Required task →
How many lines in the records below contain the string "glass"? Count them and reply with the number alone.

Material →

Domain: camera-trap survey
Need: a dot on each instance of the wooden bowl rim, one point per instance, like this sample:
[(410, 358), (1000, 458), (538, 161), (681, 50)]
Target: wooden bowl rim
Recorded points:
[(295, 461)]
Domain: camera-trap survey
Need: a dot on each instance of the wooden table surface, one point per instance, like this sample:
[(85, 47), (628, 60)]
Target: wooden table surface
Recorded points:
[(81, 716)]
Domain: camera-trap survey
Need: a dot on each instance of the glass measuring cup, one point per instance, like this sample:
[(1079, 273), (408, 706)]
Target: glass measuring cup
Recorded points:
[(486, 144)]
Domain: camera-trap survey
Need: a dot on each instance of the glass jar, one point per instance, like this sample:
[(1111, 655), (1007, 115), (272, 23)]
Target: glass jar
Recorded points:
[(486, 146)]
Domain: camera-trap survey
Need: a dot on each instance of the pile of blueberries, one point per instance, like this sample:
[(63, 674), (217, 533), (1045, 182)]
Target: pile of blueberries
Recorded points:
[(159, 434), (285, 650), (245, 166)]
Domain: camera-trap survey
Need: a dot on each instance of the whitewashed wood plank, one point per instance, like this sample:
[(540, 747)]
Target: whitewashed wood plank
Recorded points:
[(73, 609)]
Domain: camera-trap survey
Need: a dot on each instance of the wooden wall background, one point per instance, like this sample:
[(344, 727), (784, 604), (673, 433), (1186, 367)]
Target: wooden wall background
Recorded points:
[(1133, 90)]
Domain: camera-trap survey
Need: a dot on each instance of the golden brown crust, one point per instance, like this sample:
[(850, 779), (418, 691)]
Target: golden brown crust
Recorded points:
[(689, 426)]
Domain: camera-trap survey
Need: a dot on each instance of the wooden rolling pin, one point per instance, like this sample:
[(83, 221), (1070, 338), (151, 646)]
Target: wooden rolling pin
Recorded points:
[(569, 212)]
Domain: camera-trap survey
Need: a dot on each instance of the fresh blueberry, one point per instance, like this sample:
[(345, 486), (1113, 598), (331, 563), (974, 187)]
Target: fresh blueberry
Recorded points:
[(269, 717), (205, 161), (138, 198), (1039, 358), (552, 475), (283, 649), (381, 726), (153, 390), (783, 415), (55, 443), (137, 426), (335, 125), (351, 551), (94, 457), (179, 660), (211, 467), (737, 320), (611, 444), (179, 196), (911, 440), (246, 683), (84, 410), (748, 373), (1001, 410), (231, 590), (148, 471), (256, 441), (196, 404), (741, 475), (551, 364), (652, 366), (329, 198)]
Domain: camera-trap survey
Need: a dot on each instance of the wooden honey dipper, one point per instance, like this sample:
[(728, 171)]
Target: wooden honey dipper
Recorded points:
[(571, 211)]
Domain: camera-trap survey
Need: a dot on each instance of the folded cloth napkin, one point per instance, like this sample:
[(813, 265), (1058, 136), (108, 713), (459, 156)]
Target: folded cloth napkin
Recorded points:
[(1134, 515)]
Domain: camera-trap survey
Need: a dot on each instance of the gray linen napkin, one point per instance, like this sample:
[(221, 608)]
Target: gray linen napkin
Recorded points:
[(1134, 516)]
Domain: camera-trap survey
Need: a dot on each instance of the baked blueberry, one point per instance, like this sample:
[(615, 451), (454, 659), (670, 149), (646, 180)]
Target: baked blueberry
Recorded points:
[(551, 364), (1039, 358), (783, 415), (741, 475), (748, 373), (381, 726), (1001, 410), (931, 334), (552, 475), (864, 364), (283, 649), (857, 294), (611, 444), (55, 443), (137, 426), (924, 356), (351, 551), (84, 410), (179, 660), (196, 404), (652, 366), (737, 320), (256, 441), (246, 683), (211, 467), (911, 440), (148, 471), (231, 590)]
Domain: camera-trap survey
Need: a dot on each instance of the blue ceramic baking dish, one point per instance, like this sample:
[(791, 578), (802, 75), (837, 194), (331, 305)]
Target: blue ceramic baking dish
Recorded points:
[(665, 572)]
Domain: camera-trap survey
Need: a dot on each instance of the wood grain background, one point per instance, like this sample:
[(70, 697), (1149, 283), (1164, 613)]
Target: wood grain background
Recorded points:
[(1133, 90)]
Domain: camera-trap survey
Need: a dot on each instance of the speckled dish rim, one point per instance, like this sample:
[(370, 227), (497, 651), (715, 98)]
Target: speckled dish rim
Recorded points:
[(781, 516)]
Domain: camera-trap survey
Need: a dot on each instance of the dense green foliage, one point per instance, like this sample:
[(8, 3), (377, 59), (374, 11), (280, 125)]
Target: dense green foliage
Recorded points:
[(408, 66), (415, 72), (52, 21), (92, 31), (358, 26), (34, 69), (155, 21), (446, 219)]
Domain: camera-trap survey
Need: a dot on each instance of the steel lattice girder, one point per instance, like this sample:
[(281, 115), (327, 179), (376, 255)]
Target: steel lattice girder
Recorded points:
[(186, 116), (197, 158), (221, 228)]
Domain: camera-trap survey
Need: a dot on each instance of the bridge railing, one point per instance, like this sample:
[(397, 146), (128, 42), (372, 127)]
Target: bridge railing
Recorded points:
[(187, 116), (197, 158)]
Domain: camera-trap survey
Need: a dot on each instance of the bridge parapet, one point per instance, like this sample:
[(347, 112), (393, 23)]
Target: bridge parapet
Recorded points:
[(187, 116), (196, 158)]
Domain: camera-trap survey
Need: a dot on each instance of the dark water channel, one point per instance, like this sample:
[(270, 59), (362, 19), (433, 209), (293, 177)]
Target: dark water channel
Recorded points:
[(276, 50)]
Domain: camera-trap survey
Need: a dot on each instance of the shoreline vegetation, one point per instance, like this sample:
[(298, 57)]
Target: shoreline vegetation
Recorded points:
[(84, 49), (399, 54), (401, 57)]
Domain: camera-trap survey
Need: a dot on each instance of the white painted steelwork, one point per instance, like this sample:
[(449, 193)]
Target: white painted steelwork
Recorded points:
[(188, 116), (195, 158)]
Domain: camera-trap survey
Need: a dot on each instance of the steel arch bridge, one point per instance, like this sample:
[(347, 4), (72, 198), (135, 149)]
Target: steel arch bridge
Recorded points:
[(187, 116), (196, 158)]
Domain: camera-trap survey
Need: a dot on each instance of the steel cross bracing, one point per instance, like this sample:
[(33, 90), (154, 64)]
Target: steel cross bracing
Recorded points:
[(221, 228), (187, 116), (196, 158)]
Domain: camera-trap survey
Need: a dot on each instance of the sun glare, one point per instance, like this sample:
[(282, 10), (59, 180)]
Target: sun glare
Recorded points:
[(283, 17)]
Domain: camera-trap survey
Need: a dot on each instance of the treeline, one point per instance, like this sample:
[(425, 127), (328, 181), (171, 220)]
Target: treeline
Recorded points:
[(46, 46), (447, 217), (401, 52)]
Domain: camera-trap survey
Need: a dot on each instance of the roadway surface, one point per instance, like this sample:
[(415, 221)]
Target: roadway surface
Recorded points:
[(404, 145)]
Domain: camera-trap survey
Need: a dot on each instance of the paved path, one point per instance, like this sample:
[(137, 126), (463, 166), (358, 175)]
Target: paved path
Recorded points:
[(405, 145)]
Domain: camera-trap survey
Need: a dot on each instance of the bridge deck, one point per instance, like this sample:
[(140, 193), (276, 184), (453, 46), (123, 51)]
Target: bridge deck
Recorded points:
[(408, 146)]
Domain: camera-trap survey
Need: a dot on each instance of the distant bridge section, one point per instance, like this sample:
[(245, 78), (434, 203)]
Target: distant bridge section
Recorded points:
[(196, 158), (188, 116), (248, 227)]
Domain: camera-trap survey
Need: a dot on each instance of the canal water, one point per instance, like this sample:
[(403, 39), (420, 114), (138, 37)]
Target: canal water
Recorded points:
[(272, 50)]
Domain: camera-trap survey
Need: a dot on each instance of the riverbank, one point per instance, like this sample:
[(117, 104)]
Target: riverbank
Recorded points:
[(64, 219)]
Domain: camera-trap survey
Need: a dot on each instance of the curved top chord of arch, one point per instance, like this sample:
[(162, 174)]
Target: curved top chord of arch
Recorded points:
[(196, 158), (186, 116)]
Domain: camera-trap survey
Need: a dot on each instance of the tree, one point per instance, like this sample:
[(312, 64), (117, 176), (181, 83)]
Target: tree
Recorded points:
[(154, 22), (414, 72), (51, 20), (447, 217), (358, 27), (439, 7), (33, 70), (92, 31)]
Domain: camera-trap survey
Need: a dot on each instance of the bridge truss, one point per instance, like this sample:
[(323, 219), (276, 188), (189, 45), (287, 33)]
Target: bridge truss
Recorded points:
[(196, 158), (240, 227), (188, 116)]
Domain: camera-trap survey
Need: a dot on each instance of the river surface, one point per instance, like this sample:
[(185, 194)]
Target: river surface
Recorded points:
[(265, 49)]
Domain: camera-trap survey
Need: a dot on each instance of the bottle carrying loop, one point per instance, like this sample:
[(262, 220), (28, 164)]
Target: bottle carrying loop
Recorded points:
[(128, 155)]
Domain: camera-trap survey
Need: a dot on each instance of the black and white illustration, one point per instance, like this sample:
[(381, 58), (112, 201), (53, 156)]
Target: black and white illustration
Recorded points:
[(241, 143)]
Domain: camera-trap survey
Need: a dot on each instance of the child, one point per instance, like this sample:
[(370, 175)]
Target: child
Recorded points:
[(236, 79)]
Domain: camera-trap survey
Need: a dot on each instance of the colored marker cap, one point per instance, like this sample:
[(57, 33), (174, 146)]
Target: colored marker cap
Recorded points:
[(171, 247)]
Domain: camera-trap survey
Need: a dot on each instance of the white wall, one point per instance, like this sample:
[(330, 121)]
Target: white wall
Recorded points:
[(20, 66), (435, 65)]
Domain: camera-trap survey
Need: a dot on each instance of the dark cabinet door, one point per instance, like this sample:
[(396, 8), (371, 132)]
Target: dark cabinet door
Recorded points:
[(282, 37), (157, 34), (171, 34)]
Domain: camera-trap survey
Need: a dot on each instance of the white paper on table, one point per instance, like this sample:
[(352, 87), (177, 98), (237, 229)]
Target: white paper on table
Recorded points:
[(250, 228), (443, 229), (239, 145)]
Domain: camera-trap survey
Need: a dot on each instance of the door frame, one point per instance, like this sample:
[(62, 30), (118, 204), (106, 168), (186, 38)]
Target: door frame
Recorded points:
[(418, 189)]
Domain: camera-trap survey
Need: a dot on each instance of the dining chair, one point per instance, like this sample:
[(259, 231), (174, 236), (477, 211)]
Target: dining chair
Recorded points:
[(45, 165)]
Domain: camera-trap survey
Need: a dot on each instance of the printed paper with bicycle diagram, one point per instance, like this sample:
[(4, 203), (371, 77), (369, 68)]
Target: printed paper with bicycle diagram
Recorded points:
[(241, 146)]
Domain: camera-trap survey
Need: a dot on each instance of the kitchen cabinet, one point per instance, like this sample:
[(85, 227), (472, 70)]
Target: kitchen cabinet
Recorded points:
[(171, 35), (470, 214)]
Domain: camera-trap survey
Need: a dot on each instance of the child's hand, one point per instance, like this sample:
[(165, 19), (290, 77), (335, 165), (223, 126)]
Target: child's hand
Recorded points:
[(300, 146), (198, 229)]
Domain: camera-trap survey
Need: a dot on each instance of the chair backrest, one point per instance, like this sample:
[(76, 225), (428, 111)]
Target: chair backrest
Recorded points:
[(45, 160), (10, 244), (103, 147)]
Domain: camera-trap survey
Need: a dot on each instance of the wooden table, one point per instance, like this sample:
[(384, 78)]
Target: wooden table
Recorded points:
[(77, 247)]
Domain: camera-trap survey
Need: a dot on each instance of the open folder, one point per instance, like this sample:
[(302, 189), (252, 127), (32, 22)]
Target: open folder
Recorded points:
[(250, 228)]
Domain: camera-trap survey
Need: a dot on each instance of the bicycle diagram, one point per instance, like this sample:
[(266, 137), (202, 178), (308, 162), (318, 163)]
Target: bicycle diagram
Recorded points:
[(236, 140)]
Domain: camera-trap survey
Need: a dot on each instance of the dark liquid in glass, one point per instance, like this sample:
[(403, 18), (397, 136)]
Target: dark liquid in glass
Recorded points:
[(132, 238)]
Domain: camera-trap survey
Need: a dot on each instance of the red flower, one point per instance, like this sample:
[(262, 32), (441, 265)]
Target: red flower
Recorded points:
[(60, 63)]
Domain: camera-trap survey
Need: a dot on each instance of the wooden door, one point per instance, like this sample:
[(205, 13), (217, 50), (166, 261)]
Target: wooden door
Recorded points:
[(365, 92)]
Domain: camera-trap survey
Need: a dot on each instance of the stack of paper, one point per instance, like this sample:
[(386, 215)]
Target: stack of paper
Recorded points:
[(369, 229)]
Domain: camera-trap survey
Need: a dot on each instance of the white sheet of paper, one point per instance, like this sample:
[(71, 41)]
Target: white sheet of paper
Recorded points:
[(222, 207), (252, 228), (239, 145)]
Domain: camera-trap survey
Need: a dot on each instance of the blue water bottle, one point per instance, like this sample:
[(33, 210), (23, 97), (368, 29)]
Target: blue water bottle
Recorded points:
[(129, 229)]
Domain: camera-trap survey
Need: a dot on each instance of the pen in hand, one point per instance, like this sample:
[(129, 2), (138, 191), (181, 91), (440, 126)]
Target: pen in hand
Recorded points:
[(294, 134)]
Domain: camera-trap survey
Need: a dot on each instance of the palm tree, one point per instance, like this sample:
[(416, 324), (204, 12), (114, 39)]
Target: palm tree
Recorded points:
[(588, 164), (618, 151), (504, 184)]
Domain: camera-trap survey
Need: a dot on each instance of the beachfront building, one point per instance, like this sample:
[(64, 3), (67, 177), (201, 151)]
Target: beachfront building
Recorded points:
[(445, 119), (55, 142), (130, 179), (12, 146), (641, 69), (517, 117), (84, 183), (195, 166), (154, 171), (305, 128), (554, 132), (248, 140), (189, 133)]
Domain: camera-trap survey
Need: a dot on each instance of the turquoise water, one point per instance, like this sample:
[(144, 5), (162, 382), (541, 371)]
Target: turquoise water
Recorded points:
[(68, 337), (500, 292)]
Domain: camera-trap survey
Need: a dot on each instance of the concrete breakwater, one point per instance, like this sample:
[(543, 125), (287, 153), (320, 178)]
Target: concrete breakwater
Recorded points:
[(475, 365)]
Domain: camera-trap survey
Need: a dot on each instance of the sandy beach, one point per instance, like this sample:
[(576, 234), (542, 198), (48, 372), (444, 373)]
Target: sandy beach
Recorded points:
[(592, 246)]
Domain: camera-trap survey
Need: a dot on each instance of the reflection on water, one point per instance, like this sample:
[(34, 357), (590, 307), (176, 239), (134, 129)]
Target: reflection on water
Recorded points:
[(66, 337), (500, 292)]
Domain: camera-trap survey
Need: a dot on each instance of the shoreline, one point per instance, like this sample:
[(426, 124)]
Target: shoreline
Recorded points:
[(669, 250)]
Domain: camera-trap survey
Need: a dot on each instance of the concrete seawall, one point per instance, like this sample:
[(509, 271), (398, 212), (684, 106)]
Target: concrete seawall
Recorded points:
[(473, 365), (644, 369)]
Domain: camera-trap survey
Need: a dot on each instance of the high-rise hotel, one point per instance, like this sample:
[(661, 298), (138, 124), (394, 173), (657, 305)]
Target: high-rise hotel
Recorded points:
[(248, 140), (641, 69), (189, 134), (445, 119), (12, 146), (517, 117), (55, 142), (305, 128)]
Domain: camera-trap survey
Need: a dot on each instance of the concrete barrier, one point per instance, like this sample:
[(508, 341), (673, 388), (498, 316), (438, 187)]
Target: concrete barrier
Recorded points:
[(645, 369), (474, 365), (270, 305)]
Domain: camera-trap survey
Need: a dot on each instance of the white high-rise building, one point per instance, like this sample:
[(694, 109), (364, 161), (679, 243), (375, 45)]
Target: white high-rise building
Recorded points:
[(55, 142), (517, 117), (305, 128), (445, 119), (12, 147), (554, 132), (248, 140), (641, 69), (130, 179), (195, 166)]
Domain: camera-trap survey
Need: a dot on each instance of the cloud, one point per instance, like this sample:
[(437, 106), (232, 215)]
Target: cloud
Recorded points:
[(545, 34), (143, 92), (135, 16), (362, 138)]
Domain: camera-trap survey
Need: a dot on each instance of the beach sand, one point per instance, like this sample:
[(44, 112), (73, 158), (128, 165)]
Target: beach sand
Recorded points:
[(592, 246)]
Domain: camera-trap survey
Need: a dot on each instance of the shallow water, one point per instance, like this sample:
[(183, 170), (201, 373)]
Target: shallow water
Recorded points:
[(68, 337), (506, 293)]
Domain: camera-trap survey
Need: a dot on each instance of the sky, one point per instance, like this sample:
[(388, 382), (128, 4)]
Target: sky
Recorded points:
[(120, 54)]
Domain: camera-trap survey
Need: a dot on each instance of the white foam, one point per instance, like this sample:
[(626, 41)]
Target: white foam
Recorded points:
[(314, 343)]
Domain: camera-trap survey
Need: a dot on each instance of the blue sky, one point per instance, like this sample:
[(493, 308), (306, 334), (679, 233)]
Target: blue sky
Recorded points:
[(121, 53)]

Complete response →
6